**To-do list:**
- 1) In the article on India's public sector banks, shorten the paragraph beginning "Across the globe, 2009" while keeping its main facts.
- 2) Carry on the article about India's public sector banks from the point where it stops.

PSBs can do with a pat on the back

Written by Viren H Mehta | Updated: Jan 28 2010, 04:01am hrs
The banking sector is the growth engine of any economy and its development is indispensable for overall growth. A robust banking system enhances the effective implementation of monetary and fiscal policies by acting as the link between banks and the real economy.

Across the globe, 2009 was one of the most challenging years for banks, their regulators and governments. The economic crisis that belched in the US has had global reverberations. The collapse of numerous banks in the UK, Belgium, Russia, Spain, etc adversely affected their economies. In the US itself, more than 60 banks went belly up (several were tagged too big to fail).

The globalised nature of the Indian economy and its increasing integration with the West through trade and investments ensured that India was not completely insulated from this financial tsunami. But India (unlike other emerging economies) still relies substantially on its domestic growth. It felt the after-effects of the downturn in the form of drying up of liquidity, sharp correction in capital and currency markets and moderate layoffs. Its liquidity crunch was rooted in the frozen international credit markets, which led foreign institutions to become excessively cautious and caused massive capital outflows from the emerging markets.

**Recorded information:**
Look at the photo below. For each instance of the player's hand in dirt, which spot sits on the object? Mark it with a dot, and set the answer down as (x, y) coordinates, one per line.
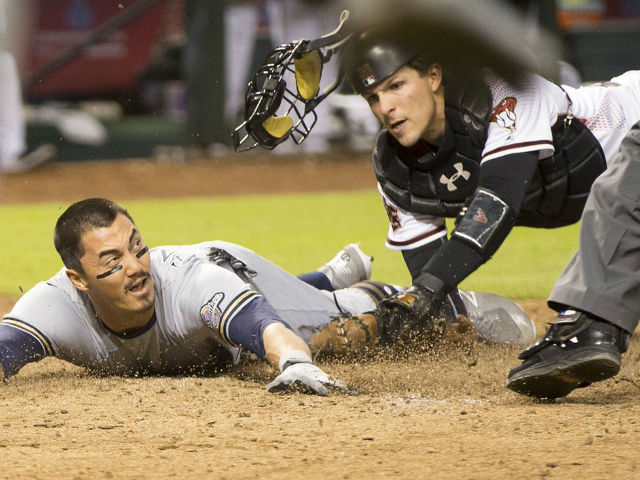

**Responses for each task:**
- 1) 2009 was among the hardest years worldwide for banks, regulators and governments. The crisis that started in the US spread globally: bank collapses in the UK, Belgium, Russia, Spain and elsewhere hurt those economies, and more than 60 US banks failed, several of them labeled too big to fail.

- 2)
With comparatively stronger domestic growth drivers, Indian banks not only eluded the aftermaths of the global financial crisis reasonably but even progressed during the crisis.

Subjected to tighter regulations with respect to capital and liquidity, they proved resourceful users of capital when compared with other emerging market banks. The Indian banking sector is placed sixth after Malaysia,

Korea, China, Russia and Chile among the eleven emerging economies in terms of efficiency, productivity and soundness. A leading Indian trade organisations study suggests that the sector was the top performer among the Bric nations and rated second in terms of cost ratios and third in terms of profitability ratios.

The credit for keeping the crisis at bay goes to the financial regulator for adopting a far-sighted and conservative approach. The governmental steps taken to ensure adequate systemic liquidity, the contra-cyclical measures taken to soften the slowdowns impact and timely, well-coordinated stimulus packages for the industry need to be commended.

The global downturn has reaffirmed the position and importance of PSBs. We have witnessed substantial variance in the performance of public, private and foreign banks operating in India. New deposits have settled towards the PSBs post the financial turmoil. With the economic recovery looking favourably poised, banks should take a re-look at expanding their loan underwriting. RBI data reveals that aggregate deposits of scheduled commercial banks at end-October 2009 increased YoY by 19% as compared with 10% YoY increase in advances. The credit deposit ratio that was around 75% in October 2008 fell below 70% in October 2009, which is also reflected in the Indian banks continuing to remain invested in the safe harbour of government securities that witnessed a 34% YoY increase.

When pink slips were the order of the day for many private banks, PSBs continued to be in hiring mode, providing much-needed relief by creating employment during difficult times.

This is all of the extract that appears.